-- TASK DESCRIPTION --
Find and copy each line of the rows below that contains the string "target". Case counts.

▬▬▬▬▬▬▬▬▬▬

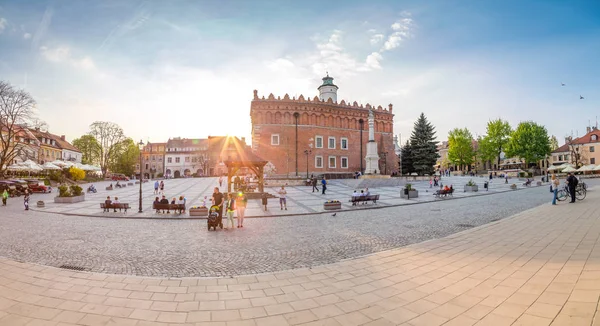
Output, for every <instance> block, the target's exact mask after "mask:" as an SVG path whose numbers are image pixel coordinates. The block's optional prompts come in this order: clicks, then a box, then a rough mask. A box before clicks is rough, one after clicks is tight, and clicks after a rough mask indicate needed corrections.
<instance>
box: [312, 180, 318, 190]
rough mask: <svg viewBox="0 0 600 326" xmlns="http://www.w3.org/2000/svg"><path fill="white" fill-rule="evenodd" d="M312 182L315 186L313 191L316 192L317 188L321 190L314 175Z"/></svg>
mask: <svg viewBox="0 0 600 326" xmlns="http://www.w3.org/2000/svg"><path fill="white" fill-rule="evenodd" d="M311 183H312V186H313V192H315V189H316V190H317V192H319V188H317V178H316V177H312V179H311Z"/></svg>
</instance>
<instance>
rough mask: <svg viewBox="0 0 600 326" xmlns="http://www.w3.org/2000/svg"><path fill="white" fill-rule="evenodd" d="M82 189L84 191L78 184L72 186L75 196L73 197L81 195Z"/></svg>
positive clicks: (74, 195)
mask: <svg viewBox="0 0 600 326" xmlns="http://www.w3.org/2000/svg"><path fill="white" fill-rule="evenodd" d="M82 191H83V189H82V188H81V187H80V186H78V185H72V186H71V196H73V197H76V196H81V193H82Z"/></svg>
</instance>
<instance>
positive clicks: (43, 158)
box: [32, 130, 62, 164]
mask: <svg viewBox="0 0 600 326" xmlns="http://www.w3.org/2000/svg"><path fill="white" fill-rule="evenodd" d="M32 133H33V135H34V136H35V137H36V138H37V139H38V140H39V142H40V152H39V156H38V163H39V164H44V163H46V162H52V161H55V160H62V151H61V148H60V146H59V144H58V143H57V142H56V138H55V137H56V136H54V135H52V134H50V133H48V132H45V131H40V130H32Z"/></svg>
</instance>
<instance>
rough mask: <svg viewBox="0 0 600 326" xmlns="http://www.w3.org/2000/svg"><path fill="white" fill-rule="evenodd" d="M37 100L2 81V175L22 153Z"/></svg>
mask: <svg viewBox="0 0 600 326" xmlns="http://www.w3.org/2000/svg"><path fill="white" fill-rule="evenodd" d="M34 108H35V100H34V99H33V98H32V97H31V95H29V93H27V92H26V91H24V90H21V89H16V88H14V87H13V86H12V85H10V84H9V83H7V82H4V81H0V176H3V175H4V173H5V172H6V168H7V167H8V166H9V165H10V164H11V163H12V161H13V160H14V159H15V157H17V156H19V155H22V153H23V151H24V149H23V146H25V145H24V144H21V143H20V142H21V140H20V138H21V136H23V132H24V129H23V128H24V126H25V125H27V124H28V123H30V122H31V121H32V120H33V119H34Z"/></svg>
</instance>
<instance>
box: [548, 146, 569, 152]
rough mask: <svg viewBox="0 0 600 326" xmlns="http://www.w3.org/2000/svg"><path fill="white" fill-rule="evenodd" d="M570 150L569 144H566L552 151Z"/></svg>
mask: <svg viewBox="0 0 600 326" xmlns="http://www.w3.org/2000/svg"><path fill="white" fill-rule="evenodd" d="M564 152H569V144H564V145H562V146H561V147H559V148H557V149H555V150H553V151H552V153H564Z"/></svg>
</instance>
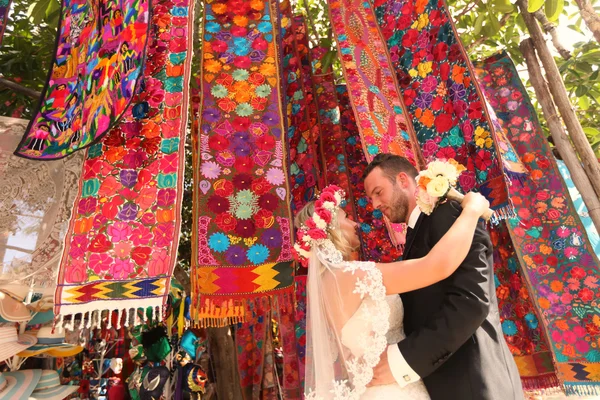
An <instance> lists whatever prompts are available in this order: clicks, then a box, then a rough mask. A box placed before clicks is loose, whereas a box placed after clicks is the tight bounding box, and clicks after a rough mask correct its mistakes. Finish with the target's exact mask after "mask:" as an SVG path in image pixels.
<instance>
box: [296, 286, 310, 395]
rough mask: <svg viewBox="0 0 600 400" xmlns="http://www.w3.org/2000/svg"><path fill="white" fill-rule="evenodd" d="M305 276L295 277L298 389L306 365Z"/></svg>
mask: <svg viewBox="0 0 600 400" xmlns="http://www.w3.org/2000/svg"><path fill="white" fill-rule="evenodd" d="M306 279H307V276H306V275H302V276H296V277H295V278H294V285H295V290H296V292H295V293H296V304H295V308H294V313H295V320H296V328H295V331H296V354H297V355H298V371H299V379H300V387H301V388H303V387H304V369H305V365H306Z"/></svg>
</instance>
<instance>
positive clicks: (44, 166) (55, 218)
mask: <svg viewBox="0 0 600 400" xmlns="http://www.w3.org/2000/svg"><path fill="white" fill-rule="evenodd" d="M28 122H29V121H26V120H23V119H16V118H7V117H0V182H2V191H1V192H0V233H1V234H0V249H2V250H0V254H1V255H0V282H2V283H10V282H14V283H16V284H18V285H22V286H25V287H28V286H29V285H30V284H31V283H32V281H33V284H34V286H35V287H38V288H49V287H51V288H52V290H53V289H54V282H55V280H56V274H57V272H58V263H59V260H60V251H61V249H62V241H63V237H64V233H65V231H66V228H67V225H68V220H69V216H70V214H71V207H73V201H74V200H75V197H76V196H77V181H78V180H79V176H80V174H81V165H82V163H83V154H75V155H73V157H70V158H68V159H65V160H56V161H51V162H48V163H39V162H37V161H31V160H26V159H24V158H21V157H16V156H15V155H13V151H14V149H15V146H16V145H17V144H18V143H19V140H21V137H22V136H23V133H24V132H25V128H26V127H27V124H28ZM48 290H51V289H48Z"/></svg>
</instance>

▬▬▬▬▬▬▬▬▬▬

-- SOLUTION --
Output, for every <instance> block, the target's exact mask after "mask:" as an SVG path whose numbers are image pixel coordinates. The block's optional prompts come in this order: clicks, then a box, then a rough mask. A box before clicks is rough, one after clicks is tight, and clicks after a rough mask indicate needed corrections.
An <instance> lists whatever prompts are available in this order: clicks, then a box, then a rough mask. A box placed before clicks is loose, whereas a box placed after clicks is the tight bounding box, and clicks after a rough mask correct its mistakes. Finish with the target's exact mask after "mask:" as an SVG path in image pixels.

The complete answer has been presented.